= Rules extraction system family =

The rules extraction system (RULES) family is a family of inductive learning that includes several covering algorithms. This family is used to build a predictive model based on given observation. It works based on the concept of separate-and-conquer to directly induce rules from a given training set and build its knowledge repository.

Algorithms under RULES family are usually available in data mining tools, such as KEEL and WEKA, known for knowledge extraction and decision making.

== Overview ==
RULES family algorithms are mainly used in data mining to create a model that predicts the actions of a given input features. It goes under the umbrella of inductive learning, which is a machine learning approach. In this type of learning, the agent is usually provided with previous information to gain descriptive knowledge based on the given historical data. Thus, it is a supervised learning paradigm that works as a data analysis tool, which uses the knowledge gained through training to reach a general conclusion and identify new objects using the produced classifier.

Inductive learning had been divided into two types: decision tree (DT) and covering algorithms (CA). DTs discover rules using decision tree based on the concept of divide-and-conquer, while CA directly induces rules from the training set based on the concept of separate and conquers. Although DT algorithms was well recognized in the past few decades, CA started to attract the attention due to its direct rule induction property, as emphasized by Kurgan et al. Under this type of inductive learning approach, several families have been developed and improved. RULES family, known as rule extraction system, is one family of covering algorithms that separate each instance or example when inducing the best rules. In this family, the resulting rules are stored in an ‘IF condition THEN conclusion’ structure. It has its own induction procedure that is used to induce the best rules and build the knowledge repository.

== Induction procedure ==
To induce the best rules based on a given observation, RULES family start by selecting (separating) a seed example to build a rule, condition by condition. The rule that covers the most positive examples and the least negative examples are chosen as the best rule of the current seed example. It allows the best rule to cover some negative examples to handle the increase flexibility and reduce the overfitting problem and noisy data in the rule induction. When the coverage performance reaches a specified threshold, it marks the examples that match the induced rules without deletion. This prevents the repetition of discovering the same rule as well as preserves the coverage accuracy and the generality of new rules. After that, the algorithm is repeated to select (conquer) another seed example until all the examples are covered. Hence, only one rule can be generated at each step.

== Algorithms ==
Several versions and algorithms have been proposed in RULES family, and can be summarized as follows:
- RULES-1 is the first version in RULES family and was proposed by prof. Pham and prof. Aksoy in 1995.

= REQUIREMENT 1 =
Check each statement against the article on the RULES family and answer yes or no, quoting the words from it that decide the answer. (a) RULES-1 was proposed in 1995. (b) Decision tree algorithms induce rules directly from the training set. (c) Once the coverage threshold is reached, examples that match the induced rules are deleted.

= MATERIAL FOR THE TASK =
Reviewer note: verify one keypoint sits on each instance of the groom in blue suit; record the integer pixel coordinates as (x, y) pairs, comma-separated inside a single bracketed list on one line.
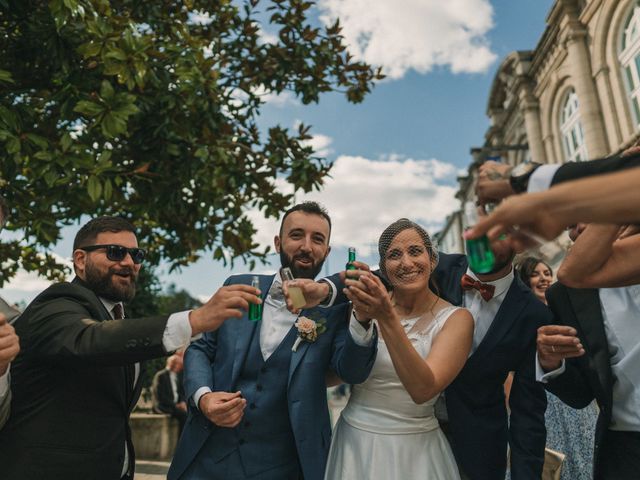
[(258, 404)]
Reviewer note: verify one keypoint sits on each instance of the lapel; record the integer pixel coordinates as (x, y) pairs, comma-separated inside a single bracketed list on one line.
[(245, 329), (505, 318), (298, 355), (587, 309)]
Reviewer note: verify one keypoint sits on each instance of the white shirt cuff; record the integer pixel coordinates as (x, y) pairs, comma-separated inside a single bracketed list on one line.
[(4, 383), (177, 333), (540, 180), (198, 395), (334, 294), (362, 336), (544, 377)]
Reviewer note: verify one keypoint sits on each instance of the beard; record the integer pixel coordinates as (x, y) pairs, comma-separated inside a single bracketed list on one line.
[(102, 284), (301, 272)]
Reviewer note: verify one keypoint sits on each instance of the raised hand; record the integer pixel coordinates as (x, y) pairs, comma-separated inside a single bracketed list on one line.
[(369, 296), (227, 302), (556, 343), (9, 344), (314, 293), (223, 409), (493, 182)]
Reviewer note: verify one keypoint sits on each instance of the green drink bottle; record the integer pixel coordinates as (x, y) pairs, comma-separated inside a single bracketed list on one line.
[(352, 258), (479, 254), (255, 310)]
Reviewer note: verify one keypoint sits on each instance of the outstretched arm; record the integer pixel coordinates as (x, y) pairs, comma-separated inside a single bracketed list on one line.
[(422, 378), (600, 259)]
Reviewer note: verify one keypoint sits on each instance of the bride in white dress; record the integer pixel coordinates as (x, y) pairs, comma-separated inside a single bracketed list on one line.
[(388, 430)]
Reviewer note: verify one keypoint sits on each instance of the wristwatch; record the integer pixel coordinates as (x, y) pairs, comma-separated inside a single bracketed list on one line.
[(519, 177)]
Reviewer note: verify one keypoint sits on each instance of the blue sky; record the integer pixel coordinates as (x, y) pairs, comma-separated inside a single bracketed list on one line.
[(398, 153)]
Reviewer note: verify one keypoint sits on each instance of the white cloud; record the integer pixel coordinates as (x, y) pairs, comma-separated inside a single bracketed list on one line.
[(401, 35), (364, 196), (320, 144)]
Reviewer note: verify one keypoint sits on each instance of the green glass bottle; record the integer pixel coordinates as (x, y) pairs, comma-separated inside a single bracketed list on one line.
[(479, 254), (255, 310), (352, 258)]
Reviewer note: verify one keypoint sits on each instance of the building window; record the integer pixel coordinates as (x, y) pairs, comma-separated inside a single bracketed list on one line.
[(575, 148), (630, 60)]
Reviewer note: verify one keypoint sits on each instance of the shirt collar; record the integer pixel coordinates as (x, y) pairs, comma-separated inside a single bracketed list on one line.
[(109, 304), (501, 284)]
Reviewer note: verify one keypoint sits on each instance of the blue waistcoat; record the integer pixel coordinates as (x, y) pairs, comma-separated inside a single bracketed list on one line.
[(264, 438)]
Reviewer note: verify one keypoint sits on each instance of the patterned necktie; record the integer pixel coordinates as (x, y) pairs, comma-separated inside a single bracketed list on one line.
[(118, 311), (486, 291)]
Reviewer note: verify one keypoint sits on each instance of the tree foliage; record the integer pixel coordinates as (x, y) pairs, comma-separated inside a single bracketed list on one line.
[(149, 110)]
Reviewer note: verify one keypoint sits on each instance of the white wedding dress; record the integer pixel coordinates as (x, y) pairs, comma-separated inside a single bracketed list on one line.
[(382, 434)]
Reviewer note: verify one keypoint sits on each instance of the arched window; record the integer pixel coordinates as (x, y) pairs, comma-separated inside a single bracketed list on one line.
[(572, 135), (630, 60)]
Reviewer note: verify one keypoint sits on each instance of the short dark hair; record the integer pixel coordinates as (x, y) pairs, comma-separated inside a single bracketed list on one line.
[(4, 211), (313, 208), (88, 233), (526, 268)]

= REQUIREMENT 2 =
Please copy the records word for word from their start through the line containing "[(258, 404)]", with both ends included. Leave the pictures out.

= FINISHED ANSWER 1 =
(a) Yes: "RULES-1 is the first version in RULES family and was proposed by prof. Pham and prof. Aksoy in 1995."
(b) No: "DTs discover rules using decision tree based on the concept of divide-and-conquer, while CA directly induces rules from the training set"
(c) No: "it marks the examples that match the induced rules without deletion"

= FINISHED ANSWER 2 =
Reviewer note: verify one keypoint sits on each instance of the groom in blue suit; record the integer pixel coordinates as (x, y) pairs, comma-separated inside a single bracketed list on one line.
[(258, 404)]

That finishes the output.